> **Required work**:
Produce a faithful copy of the data, one that leaves out the pictures.

> **Supplied material**:

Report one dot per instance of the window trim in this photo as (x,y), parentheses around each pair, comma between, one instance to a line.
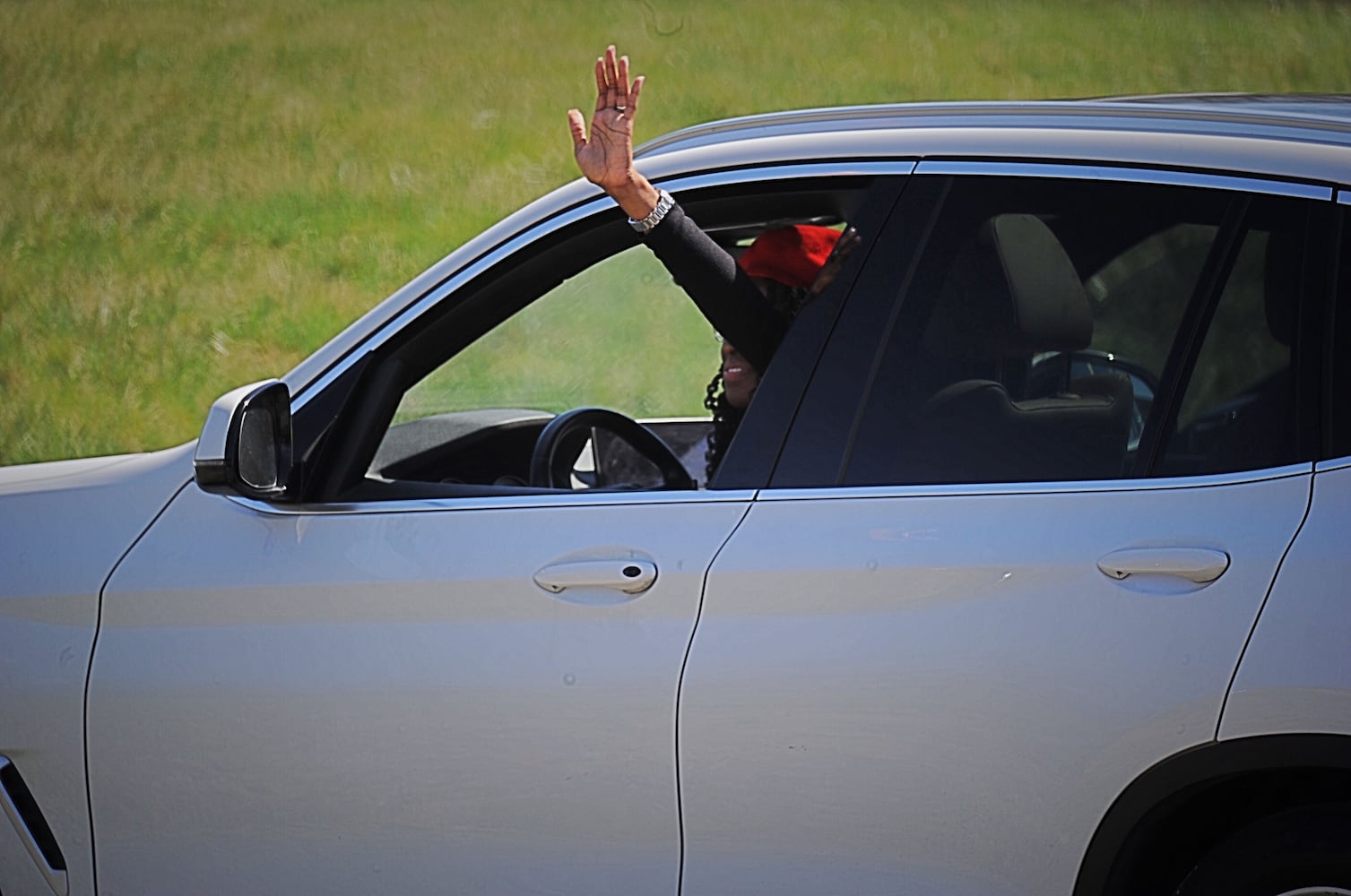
(1070,486)
(1162,177)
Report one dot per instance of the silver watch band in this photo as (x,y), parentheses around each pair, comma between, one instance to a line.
(654,218)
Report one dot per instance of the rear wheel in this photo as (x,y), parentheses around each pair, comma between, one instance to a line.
(1301,852)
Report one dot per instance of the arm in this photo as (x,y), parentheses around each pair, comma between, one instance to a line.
(727,297)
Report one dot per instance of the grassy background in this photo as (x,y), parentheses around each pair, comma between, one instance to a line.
(196,194)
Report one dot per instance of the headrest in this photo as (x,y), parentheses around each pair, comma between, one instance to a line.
(1012,292)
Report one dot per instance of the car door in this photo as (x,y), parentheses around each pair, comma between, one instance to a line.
(962,620)
(434,674)
(1295,672)
(438,679)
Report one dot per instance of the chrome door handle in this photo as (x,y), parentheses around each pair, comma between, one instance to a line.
(1193,564)
(630,576)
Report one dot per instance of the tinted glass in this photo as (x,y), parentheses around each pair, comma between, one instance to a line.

> **Solution for this task**:
Report one dot per instance of the window trim in this photo as (x,y), parentheses around each pair, comma between, one instance to a line.
(1070,486)
(1162,177)
Report one dot per instance of the silver watch band in this photo as (x,y), parentheses around each pair, comma between, one instance to a line.
(654,218)
Report one dot per instance of the rear wheel in this photo as (x,y), parentheses around each pair, comma between, one instance to a line.
(1301,852)
Report one dot per instance of the arm in this photo as (x,y), parentheses around each pair, comma between, one instance to a line.
(727,297)
Report one dot per instance of the grassy background in this photo as (x,y), parentheses around each pair, comma between, one instance to a line.
(196,194)
Report one dot per instance of the headrest in this photo as (x,y), parentheses around each pair, comma between, one instance to a line.
(1012,292)
Report one dot per instance of the car door in this photo as (x,y), parentheses around each pair, comma between, one instance to a line.
(962,620)
(434,674)
(1295,672)
(438,679)
Report one dot per instance of the chrome door handle in this photo as (x,y), parentheses around each pair, comma between, one instance to a line.
(1193,564)
(630,576)
Report one dot per instance of the tinted glass in this photo as (x,y), parentheses around each pair, comma between, one instance to a line.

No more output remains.